## Bloc de texte

────

Aura-t-il un sursaut d’orgueil, de courage ou de dignité pour oser se mettre, sans y être contraint manu militari, devant son accusatrice, Adji Sarr, dans un procès public ? Ousmane Sonko a multiplié tous les subterfuges, tous les dilatoires pour repousser ce face-à-face fatidique. Il s’était résigné à se rendre au bureau du magistrat instructeur, le Doyen des juges, Oumar Maham Diallo, à l’occasion d’une séance de confrontation pour s’épargner d’être cueilli par la force publique, en exécution d’un inéluctable mandat d’amener dont la menace avait été brandie par les autorités judiciaires. La conséquence immédiate d’un refus de comparaître aurait fatalement été la révision de sa situation de contrôle judiciaire à laquelle le soumettait le juge. On sait la passivité de Ousmane Sonko, ce fameux mardi 6 décembre 2022, devant une plaignante pugnace dans le bureau du Juge d’instruction et qui a semblé avoir fini de retourner la situation pour avoir désormais un ascendant manifeste sur son présumé agresseur sexuel.

────

## Données extraites
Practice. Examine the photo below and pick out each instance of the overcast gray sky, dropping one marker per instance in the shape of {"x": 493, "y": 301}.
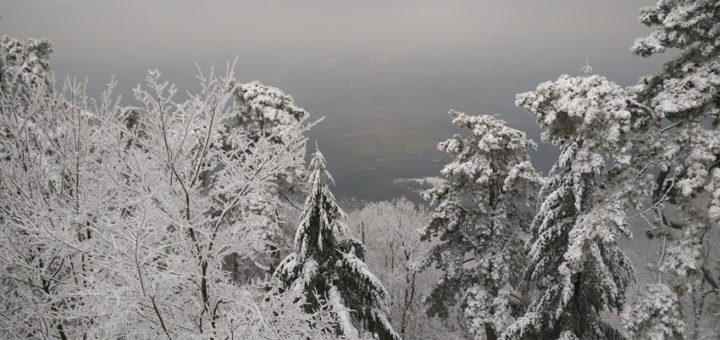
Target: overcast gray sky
{"x": 384, "y": 73}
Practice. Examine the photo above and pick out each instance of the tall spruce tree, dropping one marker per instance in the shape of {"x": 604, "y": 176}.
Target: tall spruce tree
{"x": 576, "y": 268}
{"x": 481, "y": 217}
{"x": 328, "y": 265}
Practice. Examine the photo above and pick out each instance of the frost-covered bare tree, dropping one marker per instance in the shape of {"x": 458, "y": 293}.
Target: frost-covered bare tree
{"x": 327, "y": 265}
{"x": 390, "y": 232}
{"x": 480, "y": 219}
{"x": 108, "y": 229}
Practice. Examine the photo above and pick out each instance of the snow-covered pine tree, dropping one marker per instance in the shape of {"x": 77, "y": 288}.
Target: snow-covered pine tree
{"x": 482, "y": 214}
{"x": 262, "y": 111}
{"x": 327, "y": 264}
{"x": 684, "y": 101}
{"x": 576, "y": 268}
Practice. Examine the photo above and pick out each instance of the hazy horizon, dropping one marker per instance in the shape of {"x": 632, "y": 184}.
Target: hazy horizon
{"x": 383, "y": 74}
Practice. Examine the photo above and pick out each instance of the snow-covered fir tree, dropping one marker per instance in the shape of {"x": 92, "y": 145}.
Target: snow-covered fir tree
{"x": 481, "y": 217}
{"x": 327, "y": 265}
{"x": 683, "y": 99}
{"x": 576, "y": 268}
{"x": 265, "y": 114}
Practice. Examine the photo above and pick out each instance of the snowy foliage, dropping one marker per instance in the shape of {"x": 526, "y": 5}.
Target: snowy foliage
{"x": 575, "y": 263}
{"x": 24, "y": 62}
{"x": 108, "y": 230}
{"x": 655, "y": 315}
{"x": 327, "y": 265}
{"x": 683, "y": 97}
{"x": 481, "y": 215}
{"x": 388, "y": 229}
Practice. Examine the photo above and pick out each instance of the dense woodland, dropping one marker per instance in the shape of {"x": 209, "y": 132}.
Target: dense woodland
{"x": 201, "y": 219}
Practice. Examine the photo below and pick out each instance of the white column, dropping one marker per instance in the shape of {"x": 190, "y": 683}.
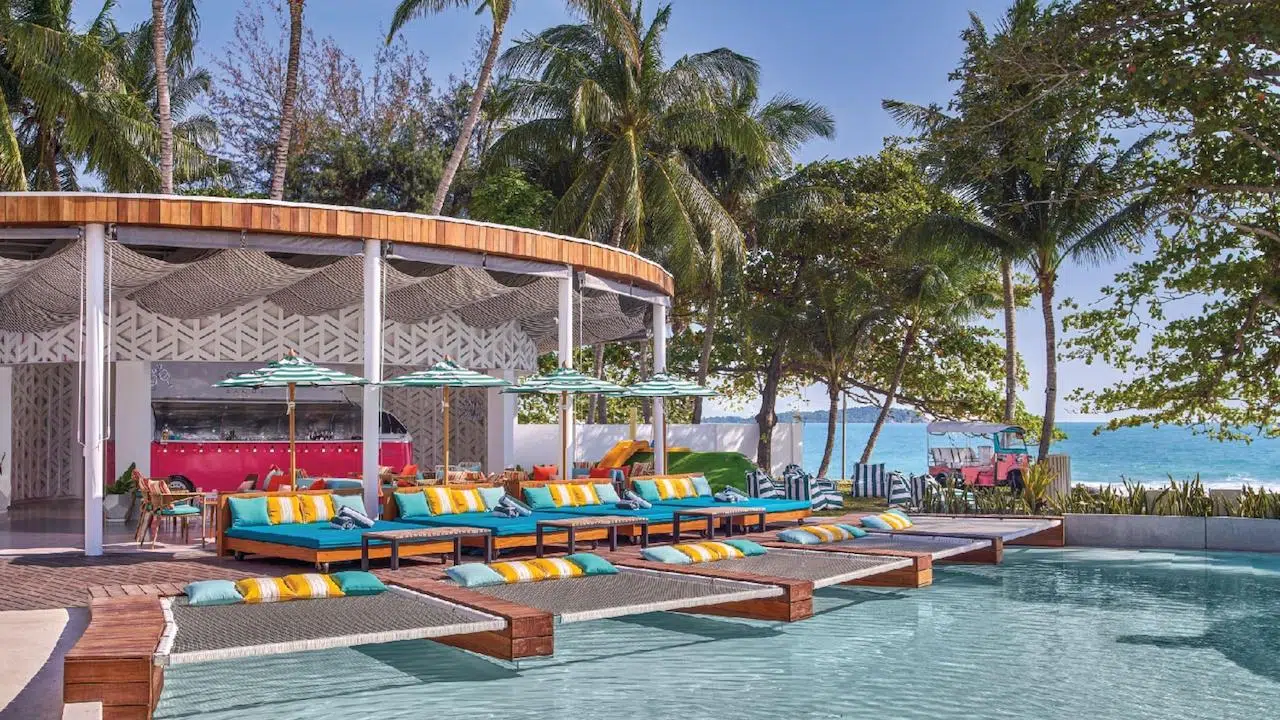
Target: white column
{"x": 5, "y": 437}
{"x": 499, "y": 424}
{"x": 371, "y": 420}
{"x": 132, "y": 431}
{"x": 565, "y": 328}
{"x": 659, "y": 365}
{"x": 95, "y": 387}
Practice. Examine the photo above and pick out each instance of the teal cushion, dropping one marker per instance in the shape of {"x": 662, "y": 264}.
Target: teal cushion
{"x": 411, "y": 504}
{"x": 353, "y": 501}
{"x": 666, "y": 554}
{"x": 475, "y": 575}
{"x": 874, "y": 523}
{"x": 854, "y": 529}
{"x": 359, "y": 582}
{"x": 248, "y": 511}
{"x": 703, "y": 487}
{"x": 606, "y": 492}
{"x": 592, "y": 564}
{"x": 647, "y": 490}
{"x": 213, "y": 592}
{"x": 492, "y": 496}
{"x": 539, "y": 499}
{"x": 748, "y": 547}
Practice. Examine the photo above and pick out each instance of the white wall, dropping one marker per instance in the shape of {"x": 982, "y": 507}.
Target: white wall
{"x": 539, "y": 445}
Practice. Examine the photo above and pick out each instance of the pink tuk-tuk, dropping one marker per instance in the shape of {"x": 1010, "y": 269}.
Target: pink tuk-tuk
{"x": 977, "y": 454}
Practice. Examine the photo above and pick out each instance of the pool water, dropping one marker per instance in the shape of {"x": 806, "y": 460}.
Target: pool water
{"x": 1051, "y": 633}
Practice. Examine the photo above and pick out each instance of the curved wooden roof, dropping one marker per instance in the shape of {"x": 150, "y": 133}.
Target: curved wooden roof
{"x": 26, "y": 209}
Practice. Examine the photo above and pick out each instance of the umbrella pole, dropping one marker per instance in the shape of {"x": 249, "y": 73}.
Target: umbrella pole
{"x": 446, "y": 434}
{"x": 293, "y": 452}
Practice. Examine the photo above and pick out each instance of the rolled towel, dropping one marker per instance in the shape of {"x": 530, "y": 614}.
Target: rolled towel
{"x": 644, "y": 504}
{"x": 356, "y": 516}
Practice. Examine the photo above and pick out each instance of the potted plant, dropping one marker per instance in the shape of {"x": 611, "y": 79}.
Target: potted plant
{"x": 118, "y": 496}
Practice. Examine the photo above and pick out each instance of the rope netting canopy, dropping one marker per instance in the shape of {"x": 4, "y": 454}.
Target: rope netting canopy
{"x": 41, "y": 291}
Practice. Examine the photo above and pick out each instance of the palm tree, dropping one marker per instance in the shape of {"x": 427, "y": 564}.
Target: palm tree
{"x": 291, "y": 94}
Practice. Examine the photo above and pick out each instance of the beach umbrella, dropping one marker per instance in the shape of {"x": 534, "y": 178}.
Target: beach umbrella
{"x": 662, "y": 384}
{"x": 292, "y": 372}
{"x": 565, "y": 382}
{"x": 446, "y": 374}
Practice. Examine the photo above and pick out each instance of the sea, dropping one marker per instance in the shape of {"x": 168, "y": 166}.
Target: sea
{"x": 1147, "y": 455}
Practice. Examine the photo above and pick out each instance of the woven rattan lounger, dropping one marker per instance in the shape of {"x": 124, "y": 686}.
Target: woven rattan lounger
{"x": 630, "y": 592}
{"x": 224, "y": 632}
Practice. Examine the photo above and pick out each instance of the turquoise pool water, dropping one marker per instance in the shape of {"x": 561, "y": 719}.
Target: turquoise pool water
{"x": 1051, "y": 633}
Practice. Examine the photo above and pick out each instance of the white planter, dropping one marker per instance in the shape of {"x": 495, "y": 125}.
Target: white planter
{"x": 115, "y": 507}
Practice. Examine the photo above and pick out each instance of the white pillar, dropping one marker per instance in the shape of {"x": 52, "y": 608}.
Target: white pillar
{"x": 131, "y": 424}
{"x": 371, "y": 418}
{"x": 95, "y": 386}
{"x": 566, "y": 360}
{"x": 499, "y": 424}
{"x": 659, "y": 365}
{"x": 5, "y": 437}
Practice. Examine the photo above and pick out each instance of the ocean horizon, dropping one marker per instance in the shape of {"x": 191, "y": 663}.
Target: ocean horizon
{"x": 1147, "y": 455}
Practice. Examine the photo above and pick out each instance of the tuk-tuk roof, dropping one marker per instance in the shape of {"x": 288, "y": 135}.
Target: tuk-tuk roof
{"x": 972, "y": 428}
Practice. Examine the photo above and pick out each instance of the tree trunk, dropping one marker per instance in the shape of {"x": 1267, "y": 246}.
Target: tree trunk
{"x": 832, "y": 411}
{"x": 891, "y": 393}
{"x": 1046, "y": 286}
{"x": 159, "y": 46}
{"x": 469, "y": 126}
{"x": 767, "y": 418}
{"x": 1006, "y": 277}
{"x": 704, "y": 358}
{"x": 291, "y": 94}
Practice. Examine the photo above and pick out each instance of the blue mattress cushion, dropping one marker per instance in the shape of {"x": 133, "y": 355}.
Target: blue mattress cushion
{"x": 314, "y": 536}
{"x": 522, "y": 525}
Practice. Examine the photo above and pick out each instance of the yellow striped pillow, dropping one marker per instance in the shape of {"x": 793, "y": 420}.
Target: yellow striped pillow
{"x": 827, "y": 533}
{"x": 557, "y": 568}
{"x": 440, "y": 500}
{"x": 584, "y": 493}
{"x": 282, "y": 510}
{"x": 309, "y": 586}
{"x": 562, "y": 493}
{"x": 467, "y": 501}
{"x": 316, "y": 507}
{"x": 519, "y": 572}
{"x": 708, "y": 551}
{"x": 264, "y": 589}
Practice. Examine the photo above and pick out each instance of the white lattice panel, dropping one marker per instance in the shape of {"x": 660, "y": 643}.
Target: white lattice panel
{"x": 46, "y": 451}
{"x": 263, "y": 332}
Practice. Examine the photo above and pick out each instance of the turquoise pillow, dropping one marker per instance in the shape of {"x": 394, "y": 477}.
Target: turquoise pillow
{"x": 647, "y": 490}
{"x": 874, "y": 523}
{"x": 248, "y": 511}
{"x": 213, "y": 592}
{"x": 592, "y": 564}
{"x": 607, "y": 492}
{"x": 357, "y": 582}
{"x": 353, "y": 501}
{"x": 411, "y": 504}
{"x": 492, "y": 497}
{"x": 703, "y": 487}
{"x": 666, "y": 554}
{"x": 539, "y": 499}
{"x": 475, "y": 575}
{"x": 748, "y": 547}
{"x": 854, "y": 531}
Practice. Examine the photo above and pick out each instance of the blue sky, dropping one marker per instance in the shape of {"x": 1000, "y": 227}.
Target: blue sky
{"x": 846, "y": 54}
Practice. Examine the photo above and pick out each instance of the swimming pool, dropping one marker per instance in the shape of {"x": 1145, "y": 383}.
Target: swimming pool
{"x": 1051, "y": 633}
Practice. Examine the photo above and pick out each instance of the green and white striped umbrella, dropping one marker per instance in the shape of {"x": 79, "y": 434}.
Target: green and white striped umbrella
{"x": 292, "y": 372}
{"x": 447, "y": 374}
{"x": 565, "y": 382}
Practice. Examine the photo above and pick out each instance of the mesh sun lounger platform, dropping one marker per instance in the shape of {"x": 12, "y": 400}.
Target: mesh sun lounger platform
{"x": 225, "y": 632}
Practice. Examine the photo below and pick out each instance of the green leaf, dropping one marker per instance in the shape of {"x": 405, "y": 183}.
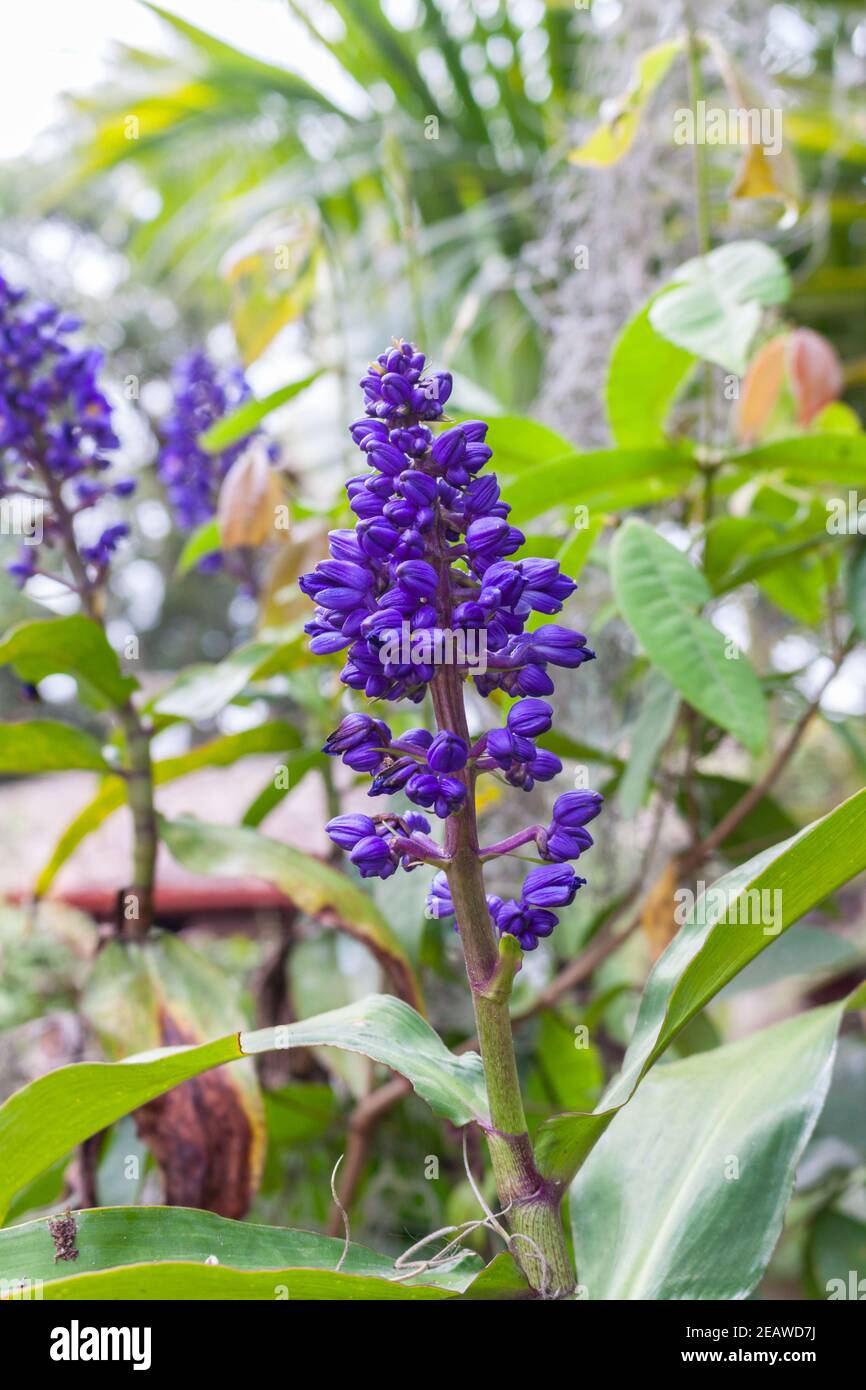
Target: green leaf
{"x": 684, "y": 1196}
{"x": 298, "y": 765}
{"x": 142, "y": 995}
{"x": 43, "y": 747}
{"x": 572, "y": 556}
{"x": 834, "y": 459}
{"x": 610, "y": 141}
{"x": 644, "y": 375}
{"x": 203, "y": 541}
{"x": 249, "y": 416}
{"x": 271, "y": 737}
{"x": 46, "y": 1119}
{"x": 747, "y": 548}
{"x": 659, "y": 592}
{"x": 200, "y": 692}
{"x": 181, "y": 1280}
{"x": 117, "y": 1236}
{"x": 520, "y": 444}
{"x": 836, "y": 1257}
{"x": 855, "y": 590}
{"x": 324, "y": 893}
{"x": 658, "y": 710}
{"x": 606, "y": 478}
{"x": 110, "y": 795}
{"x": 713, "y": 305}
{"x": 711, "y": 948}
{"x": 763, "y": 824}
{"x": 70, "y": 645}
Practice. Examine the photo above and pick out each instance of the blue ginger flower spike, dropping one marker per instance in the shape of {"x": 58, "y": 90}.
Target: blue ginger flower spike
{"x": 421, "y": 595}
{"x": 56, "y": 434}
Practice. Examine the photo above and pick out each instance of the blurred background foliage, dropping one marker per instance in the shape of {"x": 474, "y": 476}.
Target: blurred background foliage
{"x": 419, "y": 177}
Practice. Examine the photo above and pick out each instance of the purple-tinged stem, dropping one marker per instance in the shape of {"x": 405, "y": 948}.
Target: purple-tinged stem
{"x": 533, "y": 1204}
{"x": 506, "y": 847}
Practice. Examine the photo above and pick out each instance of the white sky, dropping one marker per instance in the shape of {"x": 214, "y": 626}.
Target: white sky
{"x": 54, "y": 46}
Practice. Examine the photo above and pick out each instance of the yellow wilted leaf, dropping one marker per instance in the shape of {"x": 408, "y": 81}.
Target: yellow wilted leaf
{"x": 281, "y": 599}
{"x": 658, "y": 919}
{"x": 765, "y": 171}
{"x": 250, "y": 501}
{"x": 613, "y": 136}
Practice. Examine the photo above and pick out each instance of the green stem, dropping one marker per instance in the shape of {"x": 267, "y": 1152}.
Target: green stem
{"x": 533, "y": 1204}
{"x": 702, "y": 228}
{"x": 138, "y": 897}
{"x": 139, "y": 772}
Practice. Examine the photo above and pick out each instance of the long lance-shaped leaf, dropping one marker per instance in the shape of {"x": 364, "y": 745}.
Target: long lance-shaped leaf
{"x": 685, "y": 1194}
{"x": 107, "y": 1237}
{"x": 181, "y": 1280}
{"x": 249, "y": 416}
{"x": 74, "y": 645}
{"x": 274, "y": 736}
{"x": 42, "y": 745}
{"x": 46, "y": 1119}
{"x": 726, "y": 929}
{"x": 324, "y": 893}
{"x": 660, "y": 594}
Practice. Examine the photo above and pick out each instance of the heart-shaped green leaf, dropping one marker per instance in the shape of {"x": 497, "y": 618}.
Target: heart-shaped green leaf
{"x": 74, "y": 647}
{"x": 713, "y": 305}
{"x": 659, "y": 594}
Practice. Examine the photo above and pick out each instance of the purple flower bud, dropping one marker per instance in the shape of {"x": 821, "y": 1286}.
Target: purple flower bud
{"x": 346, "y": 830}
{"x": 448, "y": 752}
{"x": 439, "y": 902}
{"x": 530, "y": 717}
{"x": 551, "y": 886}
{"x": 560, "y": 647}
{"x": 566, "y": 844}
{"x": 373, "y": 858}
{"x": 577, "y": 808}
{"x": 417, "y": 577}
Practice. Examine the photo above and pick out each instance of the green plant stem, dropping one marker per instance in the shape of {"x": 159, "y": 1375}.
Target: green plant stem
{"x": 533, "y": 1204}
{"x": 139, "y": 770}
{"x": 702, "y": 228}
{"x": 139, "y": 791}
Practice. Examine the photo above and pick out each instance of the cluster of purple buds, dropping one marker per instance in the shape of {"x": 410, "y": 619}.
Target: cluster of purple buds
{"x": 378, "y": 844}
{"x": 426, "y": 574}
{"x": 427, "y": 580}
{"x": 203, "y": 394}
{"x": 528, "y": 919}
{"x": 549, "y": 886}
{"x": 417, "y": 763}
{"x": 56, "y": 428}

────

## Consigne donnée A
D'après le bloc de texte, comment s'appelle le magistrat instructeur au bureau duquel Ousmane Sonko s'est rendu ?
## Consigne donnée B
Relevez toutes les personnes désignées par leur nom dans le bloc de texte.

## Réponse rédigée A
Oumar Maham Diallo, le Doyen des juges.

## Réponse rédigée B
Adji Sarr, Ousmane Sonko, Oumar Maham Diallo